Os pedidos de ajuda são de situações mais extremas? “Há de tudo: pedidos de ajuda numa primeira fase direcionados a colegas da escola; depois há os pais e professores; e só depois há uma pequena faixa que chega aos profissionais de saúde, que são a retaguarda”, explicou. “Aqueles casos que chegam aos profissionais de saúde são as situações mais graves, com ideação suicida ou mesmo uma tentativa de suicídio.”

São cada vez jovens os adolescentes que pedem ajuda? “Tradicionalmente, os comportamentos de pedidos de ajuda surgiam mais na fase final da adolescência – diria que a partir dos 16 anos. Neste momento, a partir dos 13 anos, há mais pedidos de ajuda e comportamentos autolesivos. Com uma agravante: contrariamente do que se passava há 10 anos, eram comportamentos privados, em que tinham até alguma vergonha em mostrar os cortes, agora são públicos – fazem um corte e colocam no Instagram ou qualquer outra rede social. O que do ponto de vista da imitação ou contágio, é perigoso”, alertou o responsável do projeto.

Tarefa 1:
Como ficaria, em forma de lista e com os factos principais, o parágrafo do texto sobre os pedidos de ajuda dos adolescentes que começa por «Os pedidos de ajuda são de situações mais extremas?»?
Tarefa 2:
Pode escrever a continuação do texto sobre os pedidos de ajuda dos adolescentes, a partir da última frase apresentada?

Dados fornecidos:

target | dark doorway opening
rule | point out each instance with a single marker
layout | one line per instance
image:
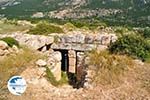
(64, 60)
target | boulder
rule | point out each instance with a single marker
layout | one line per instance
(41, 63)
(3, 45)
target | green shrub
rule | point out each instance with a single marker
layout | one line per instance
(45, 28)
(10, 41)
(146, 33)
(132, 45)
(69, 26)
(16, 64)
(53, 81)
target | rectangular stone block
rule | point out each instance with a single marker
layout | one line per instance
(72, 65)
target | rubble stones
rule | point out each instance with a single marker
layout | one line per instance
(3, 45)
(41, 63)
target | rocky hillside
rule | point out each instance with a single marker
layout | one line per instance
(126, 11)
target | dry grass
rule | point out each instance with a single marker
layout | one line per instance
(10, 27)
(109, 69)
(15, 64)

Resposta 1:
- Os pedidos de ajuda são de todo o tipo.
- Numa primeira fase, dirigem-se a colegas da escola.
- Depois, chegam aos pais e aos professores.
- Só uma pequena faixa chega aos profissionais de saúde, que são a retaguarda.
- Os casos que chegam aos profissionais de saúde são os mais graves, com ideação suicida ou mesmo uma tentativa de suicídio.

Resposta 2:
“Este ano, a nossa intervenção no sentido de ajuda e acompanhamento já teve por alvo mais de 600 jovens, uns numa fase inicial outras numa fase mais aguda”, referiu.

Por último, a que comportamentos devem estar atentos os jovens, pais, professores ou familiares, que possam indiciar esse comportamento suicida? “Os sinais de risco mais prevalentes são isolamento, tristeza sem motivo aparente ou persistente e, a fechar, falta de alegria, ou seja, deixam de mostrar interesse nas atividades que os rodeiam. O termo técnico é adenodia. Depois, se houver uma declaração verbal no sentido de a vida não fazer sentido, levar sempre isso a sério. Pedir ajuda é o caminho mais certo.”

Números são retrato de um ‘país dividido’

Quase 800.000 pessoas morrem por suicídio no Mundo, todos os anos, o que corresponde aproximadamente a uma morte a cada 40 segundos. Em Portugal suicidam-se pelo menos 3 pessoas por dia. Estima-se que em Portugal — como no Mundo — as mortes por suicídio possam ser ainda em maior número, uma vez que o seu registo nem sempre é feito devidamente. Vários estudos indicam que o número de tentativas de suicídio é cerca de 25 vezes superior ao número de suicídios.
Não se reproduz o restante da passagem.